▶ [Exercise brief] Only the final stretch of lines is needed: output exactly the line containing "Exercise. Point out the warm" and all lines following it in the listing below.

▶ [Data under study]
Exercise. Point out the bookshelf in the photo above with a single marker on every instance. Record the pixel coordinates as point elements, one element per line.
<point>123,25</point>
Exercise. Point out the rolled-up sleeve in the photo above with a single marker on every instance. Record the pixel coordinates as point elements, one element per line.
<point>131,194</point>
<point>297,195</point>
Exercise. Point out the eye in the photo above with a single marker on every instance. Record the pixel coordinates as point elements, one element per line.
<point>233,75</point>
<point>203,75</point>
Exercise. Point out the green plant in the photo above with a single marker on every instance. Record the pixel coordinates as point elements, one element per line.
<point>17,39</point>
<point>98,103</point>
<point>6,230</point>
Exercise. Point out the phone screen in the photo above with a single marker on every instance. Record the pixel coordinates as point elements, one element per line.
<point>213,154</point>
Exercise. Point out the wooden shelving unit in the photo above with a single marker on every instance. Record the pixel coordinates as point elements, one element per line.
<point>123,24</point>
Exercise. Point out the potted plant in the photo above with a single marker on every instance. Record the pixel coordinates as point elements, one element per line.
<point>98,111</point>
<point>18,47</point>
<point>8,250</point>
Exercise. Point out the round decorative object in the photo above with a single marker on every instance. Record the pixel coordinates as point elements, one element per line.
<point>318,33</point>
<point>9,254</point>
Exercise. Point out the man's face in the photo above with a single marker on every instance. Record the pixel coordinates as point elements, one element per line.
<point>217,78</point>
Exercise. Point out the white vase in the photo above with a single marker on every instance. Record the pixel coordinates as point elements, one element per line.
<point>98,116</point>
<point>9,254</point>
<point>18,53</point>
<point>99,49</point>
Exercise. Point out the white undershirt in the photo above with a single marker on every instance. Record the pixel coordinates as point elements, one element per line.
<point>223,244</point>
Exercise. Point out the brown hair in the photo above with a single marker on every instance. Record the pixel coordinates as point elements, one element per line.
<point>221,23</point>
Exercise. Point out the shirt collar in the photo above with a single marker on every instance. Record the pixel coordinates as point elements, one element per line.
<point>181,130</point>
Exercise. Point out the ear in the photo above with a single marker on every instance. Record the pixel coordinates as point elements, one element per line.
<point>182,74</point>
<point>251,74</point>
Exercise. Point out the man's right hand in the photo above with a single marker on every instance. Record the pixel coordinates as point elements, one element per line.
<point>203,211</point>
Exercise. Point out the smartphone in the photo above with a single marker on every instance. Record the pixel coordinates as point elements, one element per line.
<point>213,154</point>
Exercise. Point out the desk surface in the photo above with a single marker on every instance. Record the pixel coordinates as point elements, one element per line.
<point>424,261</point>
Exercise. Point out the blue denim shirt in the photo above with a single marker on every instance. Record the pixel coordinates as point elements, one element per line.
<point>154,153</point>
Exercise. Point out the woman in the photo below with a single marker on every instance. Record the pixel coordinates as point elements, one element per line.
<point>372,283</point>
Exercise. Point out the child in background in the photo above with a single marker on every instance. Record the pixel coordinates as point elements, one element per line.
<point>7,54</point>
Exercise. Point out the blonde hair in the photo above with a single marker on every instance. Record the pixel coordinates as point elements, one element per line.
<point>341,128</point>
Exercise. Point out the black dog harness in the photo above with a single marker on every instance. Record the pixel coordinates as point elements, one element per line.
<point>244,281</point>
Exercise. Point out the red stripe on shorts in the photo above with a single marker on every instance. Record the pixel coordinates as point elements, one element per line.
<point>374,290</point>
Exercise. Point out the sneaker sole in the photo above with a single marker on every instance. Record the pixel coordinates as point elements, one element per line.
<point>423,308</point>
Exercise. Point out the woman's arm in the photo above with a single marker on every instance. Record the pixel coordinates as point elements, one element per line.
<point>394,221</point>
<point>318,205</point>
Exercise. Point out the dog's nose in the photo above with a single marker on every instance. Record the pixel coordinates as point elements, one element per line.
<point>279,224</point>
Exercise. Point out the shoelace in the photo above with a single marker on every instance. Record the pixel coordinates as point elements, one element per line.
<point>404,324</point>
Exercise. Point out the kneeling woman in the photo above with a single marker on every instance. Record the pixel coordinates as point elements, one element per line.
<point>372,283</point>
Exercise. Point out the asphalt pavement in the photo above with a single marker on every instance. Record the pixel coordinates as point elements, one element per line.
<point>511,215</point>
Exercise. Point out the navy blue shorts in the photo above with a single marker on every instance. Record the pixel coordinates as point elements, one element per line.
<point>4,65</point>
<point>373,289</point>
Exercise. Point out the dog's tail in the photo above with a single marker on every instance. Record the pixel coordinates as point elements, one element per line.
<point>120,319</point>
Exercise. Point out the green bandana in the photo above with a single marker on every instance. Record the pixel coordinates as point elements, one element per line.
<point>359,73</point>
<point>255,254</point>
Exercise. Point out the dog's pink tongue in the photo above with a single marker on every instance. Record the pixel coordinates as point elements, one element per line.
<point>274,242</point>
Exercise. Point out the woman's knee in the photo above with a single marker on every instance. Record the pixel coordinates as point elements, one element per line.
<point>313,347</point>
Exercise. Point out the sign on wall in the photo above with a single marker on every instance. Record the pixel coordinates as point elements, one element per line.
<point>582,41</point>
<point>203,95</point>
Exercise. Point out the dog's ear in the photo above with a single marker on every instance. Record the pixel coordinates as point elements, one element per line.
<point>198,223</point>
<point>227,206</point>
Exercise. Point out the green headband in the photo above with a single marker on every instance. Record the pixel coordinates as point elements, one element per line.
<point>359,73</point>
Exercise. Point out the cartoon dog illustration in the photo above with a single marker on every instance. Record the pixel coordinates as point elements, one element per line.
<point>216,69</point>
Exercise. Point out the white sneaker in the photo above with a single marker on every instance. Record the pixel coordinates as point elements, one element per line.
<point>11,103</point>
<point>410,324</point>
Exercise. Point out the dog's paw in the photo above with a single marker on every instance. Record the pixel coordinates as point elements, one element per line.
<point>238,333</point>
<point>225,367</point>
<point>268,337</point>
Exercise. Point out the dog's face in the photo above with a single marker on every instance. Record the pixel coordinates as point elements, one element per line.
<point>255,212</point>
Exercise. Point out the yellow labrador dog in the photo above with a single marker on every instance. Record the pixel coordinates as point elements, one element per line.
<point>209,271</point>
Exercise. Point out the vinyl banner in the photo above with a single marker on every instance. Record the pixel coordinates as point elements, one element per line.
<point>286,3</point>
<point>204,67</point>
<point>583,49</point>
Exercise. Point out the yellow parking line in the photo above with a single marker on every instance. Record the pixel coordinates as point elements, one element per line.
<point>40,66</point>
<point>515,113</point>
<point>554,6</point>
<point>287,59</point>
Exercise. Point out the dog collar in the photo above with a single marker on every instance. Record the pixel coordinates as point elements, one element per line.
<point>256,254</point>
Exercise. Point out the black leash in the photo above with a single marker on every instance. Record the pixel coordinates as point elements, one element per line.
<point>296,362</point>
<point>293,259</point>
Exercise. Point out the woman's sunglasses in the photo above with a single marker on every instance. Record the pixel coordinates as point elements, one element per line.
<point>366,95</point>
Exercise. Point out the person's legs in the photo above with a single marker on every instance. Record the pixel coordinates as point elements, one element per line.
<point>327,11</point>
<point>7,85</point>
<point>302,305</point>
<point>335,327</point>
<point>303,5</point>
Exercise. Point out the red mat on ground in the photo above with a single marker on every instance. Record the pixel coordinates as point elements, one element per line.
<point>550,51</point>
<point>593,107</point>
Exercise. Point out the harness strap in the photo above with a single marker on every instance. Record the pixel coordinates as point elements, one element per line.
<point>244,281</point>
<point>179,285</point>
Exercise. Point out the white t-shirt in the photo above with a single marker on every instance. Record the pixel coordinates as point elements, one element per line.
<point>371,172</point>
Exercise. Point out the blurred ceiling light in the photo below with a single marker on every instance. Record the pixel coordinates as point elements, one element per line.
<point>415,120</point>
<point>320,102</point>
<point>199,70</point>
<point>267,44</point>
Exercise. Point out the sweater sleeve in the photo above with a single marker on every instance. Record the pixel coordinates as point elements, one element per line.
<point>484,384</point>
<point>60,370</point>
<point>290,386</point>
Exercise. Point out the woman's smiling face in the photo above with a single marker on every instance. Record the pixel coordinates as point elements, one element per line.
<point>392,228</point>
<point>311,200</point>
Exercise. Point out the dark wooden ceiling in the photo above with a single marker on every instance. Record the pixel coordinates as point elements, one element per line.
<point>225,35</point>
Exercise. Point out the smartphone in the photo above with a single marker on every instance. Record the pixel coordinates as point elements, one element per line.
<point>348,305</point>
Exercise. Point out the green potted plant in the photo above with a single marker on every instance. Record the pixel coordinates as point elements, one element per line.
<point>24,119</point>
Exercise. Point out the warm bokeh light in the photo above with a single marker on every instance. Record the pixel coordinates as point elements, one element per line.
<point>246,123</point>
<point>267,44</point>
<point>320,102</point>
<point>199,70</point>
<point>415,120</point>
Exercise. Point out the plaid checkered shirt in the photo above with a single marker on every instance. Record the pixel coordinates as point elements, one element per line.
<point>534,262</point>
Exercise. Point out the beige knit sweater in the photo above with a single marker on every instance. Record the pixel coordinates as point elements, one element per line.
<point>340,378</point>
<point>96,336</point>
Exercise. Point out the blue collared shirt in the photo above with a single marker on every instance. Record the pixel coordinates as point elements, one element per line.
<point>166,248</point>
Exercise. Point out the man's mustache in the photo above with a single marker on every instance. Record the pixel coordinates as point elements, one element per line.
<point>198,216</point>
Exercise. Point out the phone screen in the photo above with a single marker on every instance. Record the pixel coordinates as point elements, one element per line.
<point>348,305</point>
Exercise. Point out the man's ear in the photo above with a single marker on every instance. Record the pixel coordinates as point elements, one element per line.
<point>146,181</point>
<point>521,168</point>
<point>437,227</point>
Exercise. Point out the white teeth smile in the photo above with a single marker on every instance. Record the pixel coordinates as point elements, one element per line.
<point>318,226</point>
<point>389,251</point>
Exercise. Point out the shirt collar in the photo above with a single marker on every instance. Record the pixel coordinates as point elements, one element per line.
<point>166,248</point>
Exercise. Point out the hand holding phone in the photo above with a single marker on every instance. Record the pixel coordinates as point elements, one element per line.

▶ [Task output]
Exercise. Point out the warm bokeh light in the photo above with a single marker on every instance. Record the pixel coordinates as point elements, one element per line.
<point>246,123</point>
<point>267,44</point>
<point>320,102</point>
<point>199,70</point>
<point>415,120</point>
Exercise. Point out the plaid checkered shirt in the photo above with a single marker on every instance. Record the pixel coordinates as point elements, one element per line.
<point>534,262</point>
Exercise. Point out the beige knit sweater in the photo above with a single marker on every instance. Record the pixel coordinates as point elements, one element per line.
<point>340,378</point>
<point>96,336</point>
Exercise. Point out the blue collared shirt in the photo above with a single marker on every instance. Record the pixel coordinates as point elements, one element per line.
<point>166,248</point>
Exercise. Point out the man's mustache in the photo above with a single marker on every instance. Record the pixel coordinates as point elements, one element per line.
<point>198,216</point>
Exercise. Point out the phone screen in the photo above with a single marker on every instance. Record the pixel coordinates as point elements, one element per line.
<point>348,305</point>
Exercise. Point out the man's ear in the photo above with a single marker on every instance. Record the pixel coordinates as point elements, one element per line.
<point>146,181</point>
<point>521,168</point>
<point>437,227</point>
Exercise. Point out the white teeth smile in the photo above with a single marker on every instance. Record the pixel coordinates as point elements, one element per line.
<point>318,226</point>
<point>389,251</point>
Exercise. Point out the shirt collar in the photo above with a single marker on every instance. Record the pixel coordinates as point elements, one element per line.
<point>166,248</point>
Exercise. Point out the hand holding phone in the photo above with a single marker on every instance. Record the pixel coordinates as point elements, one element per line.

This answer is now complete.